Task requirements:
Reproduce the lines verbatim, starting at the line that contains "1. Identify the person walking" and ending at the last line.
— start —
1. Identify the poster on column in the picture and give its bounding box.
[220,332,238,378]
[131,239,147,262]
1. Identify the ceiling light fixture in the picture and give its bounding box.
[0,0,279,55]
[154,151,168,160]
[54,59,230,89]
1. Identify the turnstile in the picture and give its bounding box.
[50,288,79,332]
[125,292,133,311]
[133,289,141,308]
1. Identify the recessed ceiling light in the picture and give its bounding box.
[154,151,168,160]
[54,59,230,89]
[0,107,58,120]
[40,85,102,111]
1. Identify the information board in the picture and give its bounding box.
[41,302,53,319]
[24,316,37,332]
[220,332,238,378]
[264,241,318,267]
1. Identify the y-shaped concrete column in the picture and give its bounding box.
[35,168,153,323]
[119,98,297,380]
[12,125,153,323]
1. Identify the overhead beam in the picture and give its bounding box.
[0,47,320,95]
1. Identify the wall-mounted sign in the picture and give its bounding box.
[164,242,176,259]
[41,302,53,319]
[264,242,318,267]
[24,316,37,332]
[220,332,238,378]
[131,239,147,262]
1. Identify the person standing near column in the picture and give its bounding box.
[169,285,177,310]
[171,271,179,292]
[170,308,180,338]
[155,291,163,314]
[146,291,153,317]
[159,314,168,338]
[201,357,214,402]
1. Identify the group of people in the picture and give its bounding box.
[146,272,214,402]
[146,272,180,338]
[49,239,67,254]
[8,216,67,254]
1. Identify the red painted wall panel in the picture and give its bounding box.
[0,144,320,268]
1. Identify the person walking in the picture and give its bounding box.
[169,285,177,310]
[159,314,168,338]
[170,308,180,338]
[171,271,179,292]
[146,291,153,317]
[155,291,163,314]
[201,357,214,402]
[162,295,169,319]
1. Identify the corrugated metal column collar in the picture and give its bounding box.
— end —
Solution for this problem:
1. Identify the person walking in the picture and give its bounding box.
[169,285,177,310]
[159,314,168,338]
[170,308,180,338]
[171,271,179,292]
[146,291,153,317]
[155,291,163,314]
[201,357,214,402]
[162,295,169,319]
1. Identify the corrugated metal column collar in the picture and give its bounding box.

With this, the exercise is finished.